> [INPUT]:
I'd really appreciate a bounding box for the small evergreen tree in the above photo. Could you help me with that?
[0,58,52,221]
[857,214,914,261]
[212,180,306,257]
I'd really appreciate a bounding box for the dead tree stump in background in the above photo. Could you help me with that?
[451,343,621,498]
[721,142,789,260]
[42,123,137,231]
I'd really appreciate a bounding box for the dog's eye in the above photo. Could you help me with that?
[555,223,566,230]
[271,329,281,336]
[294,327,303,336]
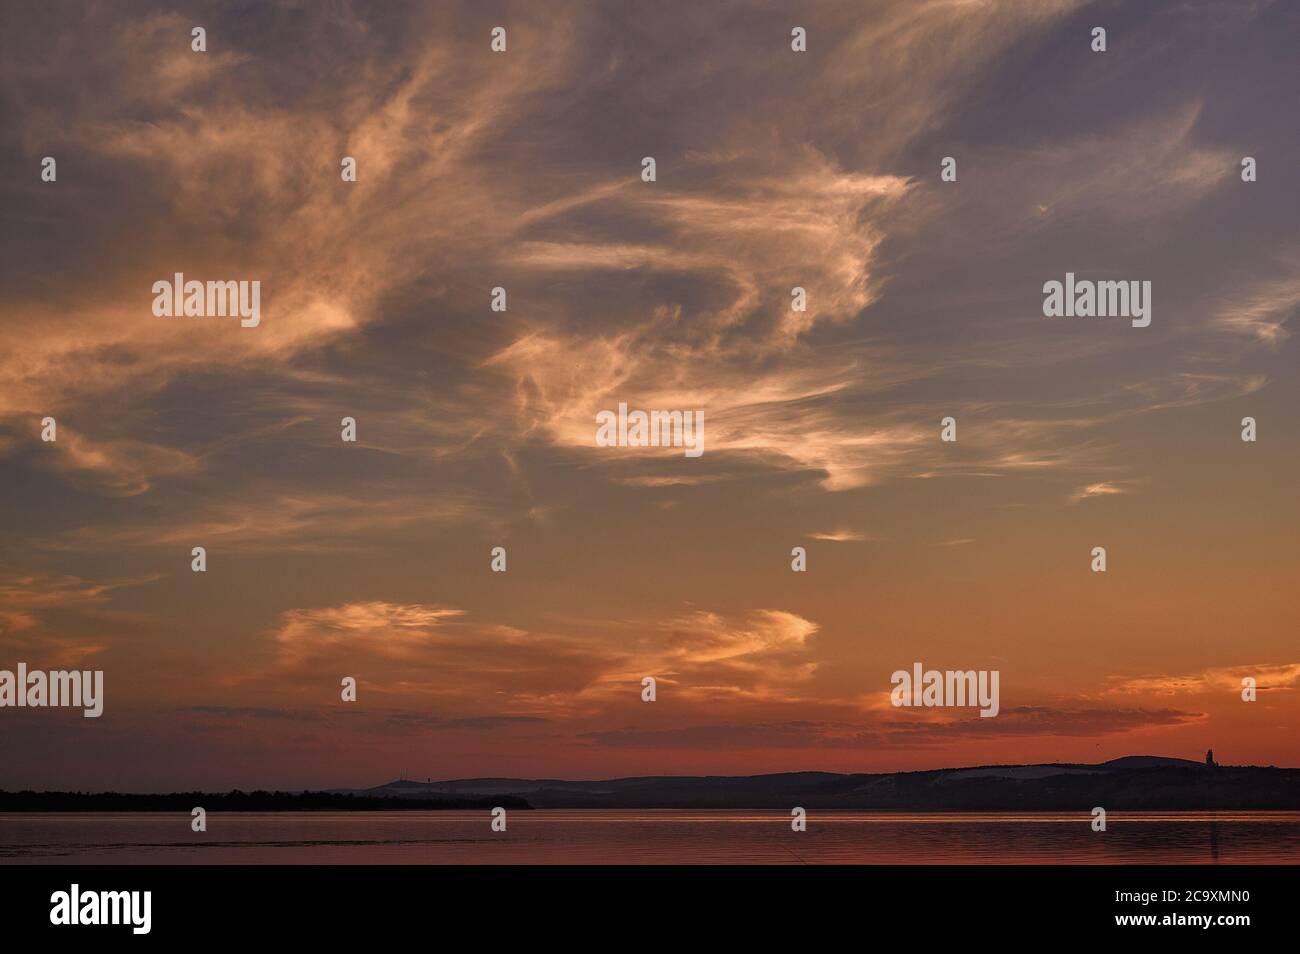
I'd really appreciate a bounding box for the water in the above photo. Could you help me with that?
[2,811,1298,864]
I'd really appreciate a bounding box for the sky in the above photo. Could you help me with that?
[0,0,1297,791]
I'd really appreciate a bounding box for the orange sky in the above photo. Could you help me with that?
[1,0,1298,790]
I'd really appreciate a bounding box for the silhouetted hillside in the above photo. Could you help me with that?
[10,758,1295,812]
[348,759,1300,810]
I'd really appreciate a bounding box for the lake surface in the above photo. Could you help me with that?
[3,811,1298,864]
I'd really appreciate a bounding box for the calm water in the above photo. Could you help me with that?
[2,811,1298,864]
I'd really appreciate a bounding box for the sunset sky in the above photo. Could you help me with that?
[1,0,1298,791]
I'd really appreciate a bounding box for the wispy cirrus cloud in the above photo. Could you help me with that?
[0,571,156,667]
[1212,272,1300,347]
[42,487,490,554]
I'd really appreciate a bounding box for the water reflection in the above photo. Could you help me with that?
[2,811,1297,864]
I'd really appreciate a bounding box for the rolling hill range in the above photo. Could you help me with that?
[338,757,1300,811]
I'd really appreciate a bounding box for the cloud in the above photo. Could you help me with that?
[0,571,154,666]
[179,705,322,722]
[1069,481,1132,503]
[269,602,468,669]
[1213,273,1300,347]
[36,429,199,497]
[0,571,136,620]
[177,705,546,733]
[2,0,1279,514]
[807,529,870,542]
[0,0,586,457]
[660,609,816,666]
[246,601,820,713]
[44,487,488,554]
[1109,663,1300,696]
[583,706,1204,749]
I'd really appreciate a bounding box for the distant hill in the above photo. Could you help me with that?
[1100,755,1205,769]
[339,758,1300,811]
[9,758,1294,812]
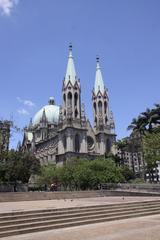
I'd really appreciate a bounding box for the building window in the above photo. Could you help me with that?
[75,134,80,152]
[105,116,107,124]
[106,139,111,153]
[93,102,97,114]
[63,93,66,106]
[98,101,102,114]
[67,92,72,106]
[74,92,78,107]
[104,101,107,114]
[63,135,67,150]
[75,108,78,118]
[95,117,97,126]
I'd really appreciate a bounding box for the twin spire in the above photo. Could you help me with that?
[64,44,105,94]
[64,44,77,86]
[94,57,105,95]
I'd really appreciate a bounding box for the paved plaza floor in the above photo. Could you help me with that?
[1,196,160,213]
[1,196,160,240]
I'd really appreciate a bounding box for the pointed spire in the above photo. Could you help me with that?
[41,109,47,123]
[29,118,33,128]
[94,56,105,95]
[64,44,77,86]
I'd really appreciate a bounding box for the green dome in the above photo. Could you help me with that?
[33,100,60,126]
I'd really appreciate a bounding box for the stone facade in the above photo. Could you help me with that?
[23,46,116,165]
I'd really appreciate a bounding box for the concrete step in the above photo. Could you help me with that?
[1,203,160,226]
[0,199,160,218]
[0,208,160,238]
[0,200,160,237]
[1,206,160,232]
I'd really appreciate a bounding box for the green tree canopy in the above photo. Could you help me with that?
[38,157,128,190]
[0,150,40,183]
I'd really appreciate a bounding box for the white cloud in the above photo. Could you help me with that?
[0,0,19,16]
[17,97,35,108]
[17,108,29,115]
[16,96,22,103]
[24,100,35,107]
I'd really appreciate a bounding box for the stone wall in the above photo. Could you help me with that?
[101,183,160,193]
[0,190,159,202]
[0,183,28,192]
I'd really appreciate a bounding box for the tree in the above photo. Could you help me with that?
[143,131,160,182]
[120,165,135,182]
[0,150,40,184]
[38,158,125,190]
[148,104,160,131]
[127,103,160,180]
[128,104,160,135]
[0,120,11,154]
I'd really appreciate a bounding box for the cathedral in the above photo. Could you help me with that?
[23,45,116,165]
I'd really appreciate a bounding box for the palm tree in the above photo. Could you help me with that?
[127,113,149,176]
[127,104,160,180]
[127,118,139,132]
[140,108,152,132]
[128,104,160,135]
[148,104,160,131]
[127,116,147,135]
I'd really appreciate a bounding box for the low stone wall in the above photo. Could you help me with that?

---

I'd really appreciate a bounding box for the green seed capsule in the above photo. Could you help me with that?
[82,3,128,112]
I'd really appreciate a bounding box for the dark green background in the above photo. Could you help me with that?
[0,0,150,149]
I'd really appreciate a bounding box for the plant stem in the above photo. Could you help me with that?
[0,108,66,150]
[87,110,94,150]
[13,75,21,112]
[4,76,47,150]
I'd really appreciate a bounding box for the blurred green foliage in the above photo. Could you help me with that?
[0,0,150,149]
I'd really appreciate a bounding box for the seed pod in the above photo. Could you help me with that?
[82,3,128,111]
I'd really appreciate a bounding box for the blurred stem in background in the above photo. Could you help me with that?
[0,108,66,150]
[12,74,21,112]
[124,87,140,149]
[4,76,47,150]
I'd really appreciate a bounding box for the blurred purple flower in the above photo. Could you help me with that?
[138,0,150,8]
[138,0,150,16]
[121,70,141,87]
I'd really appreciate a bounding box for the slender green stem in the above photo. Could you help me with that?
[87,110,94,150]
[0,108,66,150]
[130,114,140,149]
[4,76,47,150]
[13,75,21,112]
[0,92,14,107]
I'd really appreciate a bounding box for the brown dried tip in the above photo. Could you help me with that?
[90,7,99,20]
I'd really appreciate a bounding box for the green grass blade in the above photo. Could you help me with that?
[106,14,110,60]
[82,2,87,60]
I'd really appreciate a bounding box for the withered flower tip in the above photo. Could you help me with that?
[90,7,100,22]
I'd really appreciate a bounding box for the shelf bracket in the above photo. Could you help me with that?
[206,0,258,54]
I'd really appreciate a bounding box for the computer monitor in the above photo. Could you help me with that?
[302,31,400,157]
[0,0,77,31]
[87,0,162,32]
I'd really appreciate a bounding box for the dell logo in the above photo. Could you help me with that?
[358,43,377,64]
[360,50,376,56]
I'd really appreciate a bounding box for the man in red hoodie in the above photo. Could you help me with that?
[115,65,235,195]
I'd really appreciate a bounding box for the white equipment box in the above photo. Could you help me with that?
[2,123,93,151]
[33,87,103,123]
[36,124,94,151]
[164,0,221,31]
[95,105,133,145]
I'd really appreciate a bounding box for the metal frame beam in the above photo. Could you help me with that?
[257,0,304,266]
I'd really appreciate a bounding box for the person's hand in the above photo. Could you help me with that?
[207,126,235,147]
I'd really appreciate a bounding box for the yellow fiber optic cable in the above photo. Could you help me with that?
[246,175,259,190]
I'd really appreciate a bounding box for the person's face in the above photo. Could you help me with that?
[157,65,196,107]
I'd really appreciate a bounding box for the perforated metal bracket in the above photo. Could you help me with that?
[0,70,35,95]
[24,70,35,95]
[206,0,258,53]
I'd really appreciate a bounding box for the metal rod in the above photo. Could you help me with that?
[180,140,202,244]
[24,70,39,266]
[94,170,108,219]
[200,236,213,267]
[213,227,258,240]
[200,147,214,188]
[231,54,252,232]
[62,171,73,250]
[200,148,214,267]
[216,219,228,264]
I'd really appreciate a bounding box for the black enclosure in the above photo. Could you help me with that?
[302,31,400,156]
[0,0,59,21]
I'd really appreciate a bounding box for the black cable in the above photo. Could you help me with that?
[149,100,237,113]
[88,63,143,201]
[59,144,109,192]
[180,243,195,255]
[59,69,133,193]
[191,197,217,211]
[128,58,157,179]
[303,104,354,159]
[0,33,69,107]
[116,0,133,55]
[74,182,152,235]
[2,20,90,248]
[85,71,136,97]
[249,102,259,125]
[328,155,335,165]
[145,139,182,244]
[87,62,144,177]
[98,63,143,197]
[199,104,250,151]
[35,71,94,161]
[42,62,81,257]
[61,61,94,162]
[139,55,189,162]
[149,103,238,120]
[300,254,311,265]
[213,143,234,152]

> [ABOUT THIS EXERCISE]:
Please output the lines of the listing above that fall in the stretch from the one with "I'd really appreciate a bounding box for the tree" through the one with "I'd really appreciate a bounding box for the low", exactly and only those.

> [ANSWER SPACE]:
I'd really appreciate a bounding box for the tree in the above photo. Could you help me with that?
[143,131,160,182]
[120,165,135,182]
[0,150,40,184]
[38,158,125,190]
[148,104,160,131]
[127,103,160,180]
[128,104,160,135]
[0,120,11,154]
I'd really appreciate a bounding box for the cathedral in the above photo. Could you help me with that?
[23,45,116,165]
I'd really appreciate a bounding box for the palm tree in the above photo. Could you help me with that?
[127,113,149,176]
[127,104,160,180]
[127,118,139,132]
[140,108,152,132]
[128,104,160,135]
[148,104,160,131]
[127,116,147,135]
I'd really appreciate a bounding box for the low stone wall in the above photo. Could you help me with that?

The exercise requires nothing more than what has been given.